Data provided:
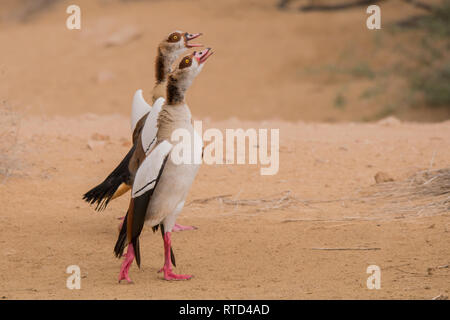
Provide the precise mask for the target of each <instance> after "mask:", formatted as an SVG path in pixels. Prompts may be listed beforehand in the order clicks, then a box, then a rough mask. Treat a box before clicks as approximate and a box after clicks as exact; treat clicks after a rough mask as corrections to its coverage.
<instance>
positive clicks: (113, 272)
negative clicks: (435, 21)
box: [0, 1, 450, 299]
mask: <svg viewBox="0 0 450 320" xmlns="http://www.w3.org/2000/svg"><path fill="white" fill-rule="evenodd" d="M79 2H80V3H81V6H82V8H83V10H84V11H83V15H84V17H85V20H84V22H83V24H84V27H83V29H82V31H79V32H77V31H73V32H72V31H70V32H69V31H67V30H66V29H65V18H66V16H67V15H66V14H65V5H64V4H59V5H55V6H54V7H52V8H51V9H49V11H48V12H45V13H41V14H39V15H36V16H33V17H32V18H31V19H30V21H28V22H26V23H19V22H16V21H3V22H2V26H3V29H1V30H0V41H1V42H2V43H8V44H9V47H8V48H7V49H6V50H3V49H2V51H1V52H0V57H1V58H2V59H1V64H0V69H1V70H2V71H1V72H2V73H1V76H0V81H1V83H2V85H1V86H0V96H1V97H2V99H3V100H6V102H5V103H6V104H8V105H10V106H13V108H14V109H15V110H16V111H17V112H18V119H19V120H18V121H19V122H18V126H17V127H14V128H19V130H18V133H17V137H18V140H17V142H16V143H15V144H14V146H12V147H10V152H9V153H8V157H9V162H8V166H9V169H10V171H8V176H7V177H5V176H1V177H0V178H1V179H2V180H0V182H1V183H0V203H1V204H2V210H1V215H0V227H1V232H0V244H1V246H0V299H390V298H394V299H432V298H433V297H436V296H438V295H443V296H448V295H449V291H450V285H449V283H450V281H449V277H450V268H449V267H448V265H449V263H450V260H449V241H450V220H449V217H450V215H449V212H448V211H447V212H445V211H444V212H440V213H433V214H431V213H430V214H429V212H427V211H425V212H413V213H411V212H408V213H402V212H401V211H399V210H391V209H392V208H391V209H389V208H385V207H384V206H382V205H381V204H380V207H379V208H377V207H376V206H375V207H374V206H373V204H371V203H364V202H354V201H349V200H345V199H347V198H351V197H358V196H359V195H360V194H361V192H368V191H370V190H372V189H371V188H373V186H374V185H375V178H374V177H375V175H376V174H377V173H378V172H383V173H385V174H386V175H388V176H389V177H390V178H392V179H393V180H394V182H396V181H402V180H404V179H407V178H408V177H409V176H410V175H412V174H414V173H416V172H418V171H421V170H434V169H438V168H445V167H448V166H449V159H450V148H449V146H450V122H449V121H444V122H442V121H441V122H438V123H418V122H412V121H404V120H401V121H400V120H395V119H394V120H392V119H391V120H388V121H383V122H381V123H380V122H371V123H358V122H352V121H356V120H360V119H361V117H362V116H364V115H367V114H371V113H373V112H376V110H374V109H373V108H368V107H367V106H365V105H363V104H358V103H354V104H351V105H352V106H351V107H349V108H350V109H347V110H345V111H342V110H338V109H336V108H334V107H333V106H332V105H331V103H330V100H332V98H333V96H334V94H335V89H336V88H337V87H338V86H339V84H337V83H329V82H327V81H325V80H324V82H323V83H315V82H312V83H309V82H308V81H306V80H305V79H303V78H302V79H300V80H295V72H296V70H298V69H302V68H303V67H304V66H307V65H314V64H315V63H321V61H323V60H324V59H329V61H332V59H331V58H330V52H332V51H333V50H335V51H338V50H340V49H342V48H343V44H345V43H346V42H348V41H350V40H351V39H352V38H355V39H360V40H361V39H364V36H363V30H361V31H356V32H355V33H354V34H350V33H349V32H348V30H350V28H351V26H355V24H358V23H364V17H361V16H360V14H359V11H355V10H351V11H348V12H347V13H345V15H342V14H336V15H329V16H324V14H312V15H308V16H304V18H302V19H300V18H299V17H300V16H298V15H296V13H292V12H278V11H276V10H275V9H274V8H273V3H272V1H261V2H260V1H257V2H255V1H246V2H244V3H241V2H238V1H229V2H221V3H220V4H219V5H217V6H213V5H212V4H211V2H209V1H196V2H185V1H169V2H162V1H154V2H153V1H152V2H146V1H143V2H130V3H128V2H125V3H119V2H116V1H95V2H94V1H79ZM125 5H126V6H128V7H127V9H126V10H125V9H124V7H123V6H125ZM390 8H392V9H393V10H394V9H395V10H397V13H398V10H399V8H400V7H398V5H396V4H392V7H390ZM408 10H409V11H408ZM408 10H405V11H407V12H404V14H405V15H407V14H412V13H414V12H415V11H414V10H415V9H408ZM167 11H170V12H171V13H172V14H173V18H172V19H168V18H167V15H164V14H162V13H165V12H167ZM402 12H403V11H402ZM193 13H195V18H193V16H192V15H193ZM385 16H386V19H387V20H388V19H389V17H390V13H389V12H387V13H386V15H385ZM321 17H322V18H325V17H327V19H329V20H327V21H329V24H319V23H316V24H314V23H313V22H314V21H318V19H319V20H320V18H321ZM174 20H176V21H174ZM322 21H323V20H322ZM339 22H340V23H339ZM333 23H337V24H338V27H337V28H335V27H333V26H332V24H333ZM122 26H129V27H130V28H135V29H134V30H135V32H136V33H137V34H139V36H136V38H133V39H132V40H130V42H128V43H126V44H123V45H119V46H113V47H105V46H104V43H103V42H102V41H104V40H105V39H108V37H109V36H111V34H114V32H115V31H117V30H119V29H120V28H121V27H122ZM178 28H185V29H186V30H188V31H190V32H197V31H203V32H204V33H205V36H204V37H203V39H202V42H204V43H205V44H208V45H210V46H212V47H214V48H215V50H216V54H215V55H214V56H213V57H212V58H211V60H210V61H209V62H208V65H207V66H206V67H205V68H204V70H203V72H202V74H201V75H200V76H199V77H198V79H196V82H195V83H194V85H193V87H192V88H191V90H190V91H189V95H188V103H189V105H190V106H191V109H192V113H193V115H194V117H195V118H196V119H197V120H203V124H204V127H205V128H219V129H221V130H224V129H225V128H240V127H242V128H277V129H279V130H280V169H279V172H278V174H276V175H273V176H261V175H260V171H259V169H260V168H259V166H258V165H203V166H202V167H201V169H200V171H199V174H198V176H197V178H196V180H195V183H194V185H193V187H192V189H191V192H190V194H189V197H188V201H187V205H186V207H185V208H184V210H183V212H182V213H181V215H180V218H179V221H178V222H180V223H182V224H189V225H195V226H197V227H198V229H197V230H195V231H185V232H180V233H176V234H174V235H173V246H174V251H175V254H176V257H177V265H178V267H177V268H176V269H175V270H176V272H179V273H189V274H193V275H194V278H193V279H192V280H189V281H183V282H168V281H164V280H163V279H162V276H161V275H160V274H158V273H157V270H158V269H159V268H160V267H161V266H162V264H163V246H162V240H161V236H160V234H159V233H158V234H153V233H152V231H151V230H150V228H146V229H145V230H144V232H143V234H142V238H141V254H142V267H141V269H138V268H137V267H136V265H135V264H134V265H133V266H132V268H131V271H130V276H131V278H132V279H133V280H134V284H125V283H123V284H118V283H117V277H118V272H119V268H120V263H121V261H120V260H118V259H116V258H115V257H114V255H113V247H114V243H115V241H116V238H117V225H118V223H119V220H118V218H119V217H121V216H123V215H124V213H125V211H126V208H127V206H128V201H129V195H126V196H123V197H121V198H120V199H118V200H115V201H113V202H112V203H111V204H110V205H109V207H108V208H107V210H106V211H104V212H101V213H98V212H95V211H94V210H93V208H92V207H90V206H89V205H88V204H86V203H85V202H83V201H82V200H81V196H82V194H83V193H84V192H86V191H87V190H89V189H90V188H91V187H93V186H95V185H96V184H97V183H99V182H101V181H102V179H103V178H104V177H105V176H106V175H107V174H108V173H109V172H110V171H111V169H113V167H114V166H115V165H116V164H117V163H118V162H119V161H120V160H121V159H122V157H123V156H124V155H125V154H126V152H127V151H128V149H129V147H130V133H129V117H128V116H129V110H130V106H131V104H130V102H131V97H132V95H133V93H134V91H135V90H136V89H138V88H143V89H144V90H146V97H147V98H148V97H149V92H150V90H151V87H152V83H153V69H152V68H153V66H152V61H153V58H154V54H155V52H154V51H155V49H154V47H155V43H156V42H157V41H158V39H159V38H160V37H161V33H162V31H161V30H165V31H164V33H168V32H169V31H170V30H172V29H178ZM130 30H131V29H130ZM166 30H167V32H166ZM345 30H347V32H344V34H343V33H342V31H345ZM333 32H335V33H333ZM338 33H339V34H340V35H341V37H340V38H339V39H338V38H337V37H335V36H333V35H337V34H338ZM280 35H283V36H280ZM285 35H286V36H285ZM361 41H364V40H361ZM367 41H368V42H369V40H367ZM230 44H232V45H230ZM35 48H37V49H35ZM255 51H257V52H255ZM325 51H326V52H325ZM295 63H297V64H298V66H299V67H295ZM293 66H294V67H293ZM355 81H356V80H355ZM356 82H357V81H356ZM356 82H355V83H356ZM439 112H440V111H437V112H436V113H433V114H432V115H430V114H429V113H426V115H427V116H426V117H421V115H423V112H422V111H420V110H418V111H417V110H416V111H413V112H411V114H409V115H403V116H404V117H402V115H399V117H401V118H402V119H408V117H410V118H415V119H416V120H421V121H422V120H427V119H429V120H439V117H441V120H444V119H446V117H444V115H445V114H442V113H439ZM427 117H428V118H427ZM419 118H420V119H419ZM327 120H332V121H338V120H339V121H341V122H339V123H325V122H324V121H327ZM14 132H17V131H14ZM227 195H230V196H229V197H228V196H227ZM208 198H213V199H212V200H209V201H207V200H205V199H208ZM336 199H338V201H336ZM339 199H340V200H339ZM263 200H266V201H265V202H264V201H263ZM269 200H270V201H269ZM327 200H334V201H330V202H326V201H327ZM314 201H318V202H314ZM230 203H232V204H231V205H230ZM233 203H234V205H233ZM318 248H319V249H320V248H321V249H324V248H328V249H330V248H331V249H345V250H317V249H318ZM349 249H350V250H349ZM70 265H78V266H79V267H80V269H81V276H82V279H81V289H80V290H69V289H67V287H66V280H67V277H68V276H69V274H67V273H66V268H67V267H68V266H70ZM370 265H377V266H379V267H380V269H381V289H380V290H369V289H368V288H367V286H366V281H367V278H368V277H369V274H367V273H366V270H367V267H368V266H370Z"/></svg>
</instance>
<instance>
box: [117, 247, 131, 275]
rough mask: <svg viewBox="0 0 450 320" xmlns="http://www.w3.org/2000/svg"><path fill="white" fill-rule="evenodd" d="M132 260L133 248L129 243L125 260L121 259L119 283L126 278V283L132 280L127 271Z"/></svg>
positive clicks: (130, 263)
mask: <svg viewBox="0 0 450 320" xmlns="http://www.w3.org/2000/svg"><path fill="white" fill-rule="evenodd" d="M133 260H134V248H133V245H132V244H129V245H128V248H127V253H126V254H125V260H124V261H123V263H122V266H121V267H120V272H119V283H120V281H122V280H124V279H125V280H127V281H128V283H131V282H132V281H131V279H130V277H129V276H128V271H129V270H130V267H131V264H132V263H133Z"/></svg>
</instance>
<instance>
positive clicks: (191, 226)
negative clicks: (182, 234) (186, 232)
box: [172, 223, 197, 232]
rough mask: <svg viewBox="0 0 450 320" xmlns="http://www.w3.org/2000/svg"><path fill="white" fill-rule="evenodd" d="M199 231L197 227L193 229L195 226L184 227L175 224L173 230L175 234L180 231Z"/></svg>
mask: <svg viewBox="0 0 450 320" xmlns="http://www.w3.org/2000/svg"><path fill="white" fill-rule="evenodd" d="M195 229H197V227H193V226H183V225H181V224H178V223H175V225H174V226H173V228H172V231H173V232H178V231H185V230H195Z"/></svg>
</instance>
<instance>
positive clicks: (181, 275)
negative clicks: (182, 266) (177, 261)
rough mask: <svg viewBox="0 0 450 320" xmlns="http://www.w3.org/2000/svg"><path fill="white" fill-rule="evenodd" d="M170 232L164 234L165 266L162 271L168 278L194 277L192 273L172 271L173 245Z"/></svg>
mask: <svg viewBox="0 0 450 320" xmlns="http://www.w3.org/2000/svg"><path fill="white" fill-rule="evenodd" d="M170 234H171V233H170V232H166V233H165V234H164V267H162V269H161V270H160V271H163V272H164V279H166V280H188V279H190V278H192V276H191V275H185V274H175V273H173V271H172V262H171V260H170V246H171V245H172V241H171V239H170Z"/></svg>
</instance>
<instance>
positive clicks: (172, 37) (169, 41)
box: [167, 32, 181, 42]
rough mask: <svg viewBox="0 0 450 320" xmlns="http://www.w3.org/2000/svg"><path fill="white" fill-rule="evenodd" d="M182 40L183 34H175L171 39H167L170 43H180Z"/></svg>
mask: <svg viewBox="0 0 450 320" xmlns="http://www.w3.org/2000/svg"><path fill="white" fill-rule="evenodd" d="M180 39H181V34H180V33H179V32H174V33H172V34H171V35H170V36H169V38H168V39H167V41H169V42H178V41H180Z"/></svg>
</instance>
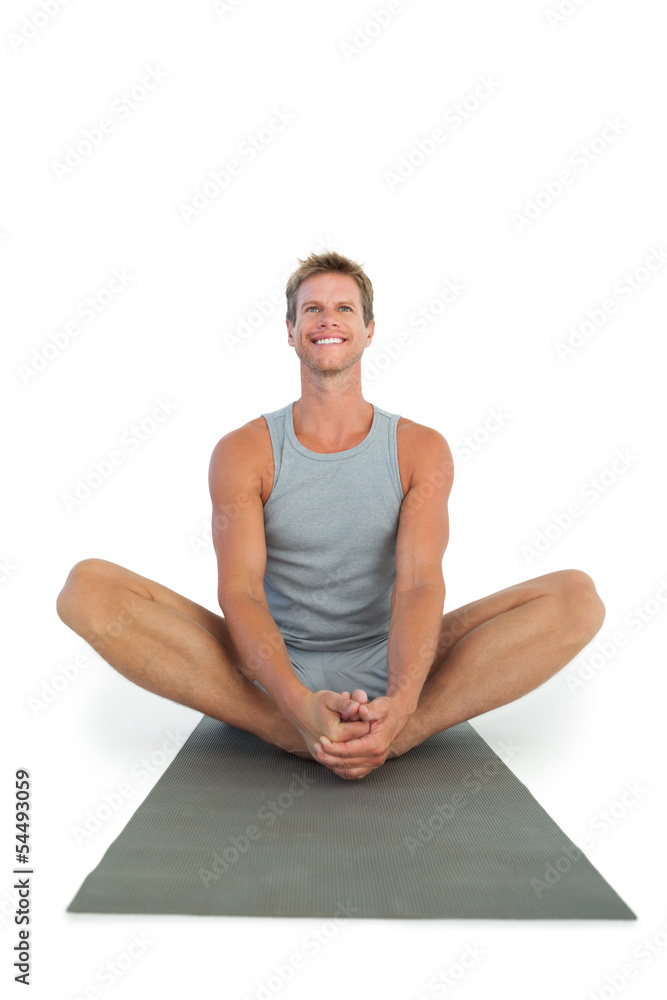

What to do: Leave the pictures out, then output exactly the lines from the "positive clicks: (172, 37) (169, 41)" line through the end of the records above, and no others.

Task result:
positive clicks: (172, 37) (169, 41)
box: [167, 32, 181, 42]
rough mask: <svg viewBox="0 0 450 320" xmlns="http://www.w3.org/2000/svg"><path fill="white" fill-rule="evenodd" d="M182 40L183 34H175L171 39H167L170 43H180Z"/></svg>
mask: <svg viewBox="0 0 450 320" xmlns="http://www.w3.org/2000/svg"><path fill="white" fill-rule="evenodd" d="M180 39H181V34H180V33H179V32H174V33H172V34H171V35H170V36H169V38H168V39H167V41H169V42H178V41H180Z"/></svg>
</instance>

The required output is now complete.